Problem description. Update every item below so that "lane-occupancy audit" reads "equipment inventory" instead, keeping all other wording unchanged.

┏━━

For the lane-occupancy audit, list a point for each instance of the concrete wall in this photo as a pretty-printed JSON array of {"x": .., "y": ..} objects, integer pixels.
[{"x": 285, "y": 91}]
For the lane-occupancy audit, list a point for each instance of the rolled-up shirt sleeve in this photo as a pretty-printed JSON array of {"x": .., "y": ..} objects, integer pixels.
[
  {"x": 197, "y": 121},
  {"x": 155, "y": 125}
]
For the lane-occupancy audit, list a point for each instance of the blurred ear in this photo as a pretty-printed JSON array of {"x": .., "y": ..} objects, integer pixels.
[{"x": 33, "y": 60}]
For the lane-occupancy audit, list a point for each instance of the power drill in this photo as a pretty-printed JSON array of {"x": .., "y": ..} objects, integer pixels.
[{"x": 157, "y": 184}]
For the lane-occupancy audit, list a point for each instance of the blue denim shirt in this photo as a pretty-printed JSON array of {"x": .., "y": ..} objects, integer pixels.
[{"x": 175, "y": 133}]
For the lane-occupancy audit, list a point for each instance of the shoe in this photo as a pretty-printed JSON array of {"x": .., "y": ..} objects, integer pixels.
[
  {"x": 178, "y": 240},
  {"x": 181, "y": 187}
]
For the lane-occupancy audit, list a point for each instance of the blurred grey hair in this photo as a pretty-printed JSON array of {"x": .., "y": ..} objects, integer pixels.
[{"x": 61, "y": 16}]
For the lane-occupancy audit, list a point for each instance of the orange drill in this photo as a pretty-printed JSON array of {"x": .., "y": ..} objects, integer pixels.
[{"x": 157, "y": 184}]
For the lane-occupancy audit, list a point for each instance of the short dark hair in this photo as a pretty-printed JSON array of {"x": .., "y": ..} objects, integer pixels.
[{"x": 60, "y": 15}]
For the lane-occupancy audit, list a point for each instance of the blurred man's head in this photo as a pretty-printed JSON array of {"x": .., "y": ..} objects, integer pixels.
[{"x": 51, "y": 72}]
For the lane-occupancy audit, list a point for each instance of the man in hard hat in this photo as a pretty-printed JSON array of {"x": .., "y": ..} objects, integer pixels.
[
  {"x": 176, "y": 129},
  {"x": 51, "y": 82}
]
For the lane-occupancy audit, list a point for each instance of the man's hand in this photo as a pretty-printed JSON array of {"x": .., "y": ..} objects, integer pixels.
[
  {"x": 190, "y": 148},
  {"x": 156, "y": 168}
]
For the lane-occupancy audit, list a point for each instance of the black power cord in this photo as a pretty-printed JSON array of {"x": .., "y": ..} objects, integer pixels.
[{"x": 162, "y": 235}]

┗━━

Exercise output.
For the equipment inventory, list a point for each instance of the concrete wall in this photo as a pretty-printed JSON array of {"x": .., "y": ..} objects, integer pixels.
[{"x": 285, "y": 91}]
For the equipment inventory, list a point for each instance of the rolled-up shirt sleeve in this photo as a pretty-printed JSON array of {"x": .., "y": ..} objects, integer pixels.
[
  {"x": 197, "y": 121},
  {"x": 155, "y": 125}
]
For the equipment inventory, list a point for each instance of the blurred ear in this photo as a pretty-printed JSON array of {"x": .., "y": ..} objects, integer pixels.
[{"x": 33, "y": 60}]
For the equipment inventory, list a point for each instance of the power drill in this photo as a pretty-printed JSON array of {"x": .., "y": ..} objects, integer pixels.
[{"x": 157, "y": 184}]
For the equipment inventory, list a point for each instance of the blue denim shirt in this photo as a pretty-printed JSON array of {"x": .., "y": ..} objects, integer pixels.
[{"x": 175, "y": 133}]
For the equipment inventory, list a point for each instance of the shoe in this photo as a pretty-printed JSON array of {"x": .., "y": ..} objects, integer pixels.
[
  {"x": 178, "y": 240},
  {"x": 181, "y": 187}
]
For the equipment inventory, list a point for each instance of the blurred grey hair in this photo as a pretty-printed JSON array of {"x": .., "y": ..} objects, integer pixels.
[{"x": 61, "y": 16}]
For the equipment inventory, list a point for each instance of the orange drill in this photo as a pretty-printed JSON array of {"x": .., "y": ..} objects, integer pixels.
[{"x": 157, "y": 184}]
For the equipment inventory, list a point for each instance of the short dark hair in this photo as a pretty-printed JSON array of {"x": .., "y": ..} objects, integer pixels.
[{"x": 60, "y": 15}]
For the equipment inventory, list a point for each instance of the blurred man's head in this photo as a pretty-printed JSON array of {"x": .., "y": ..} objects, integer pixels.
[{"x": 51, "y": 72}]
For the equipment inventory, list a point for each instance of the man in hard hat in this photo as a pretty-printed JSON array of {"x": .., "y": ..} objects, integer pixels.
[
  {"x": 176, "y": 129},
  {"x": 51, "y": 82}
]
For the equipment inventory, list a point for each instance of the man's hand in this photo as a pretty-printed JSON array of {"x": .., "y": ..} objects, integer pixels.
[
  {"x": 190, "y": 148},
  {"x": 156, "y": 168}
]
For the equipment inventory, list a point for each instance of the black power cord in this photo as a pretty-printed JSON array of {"x": .., "y": ..} objects, integer pixels.
[{"x": 162, "y": 235}]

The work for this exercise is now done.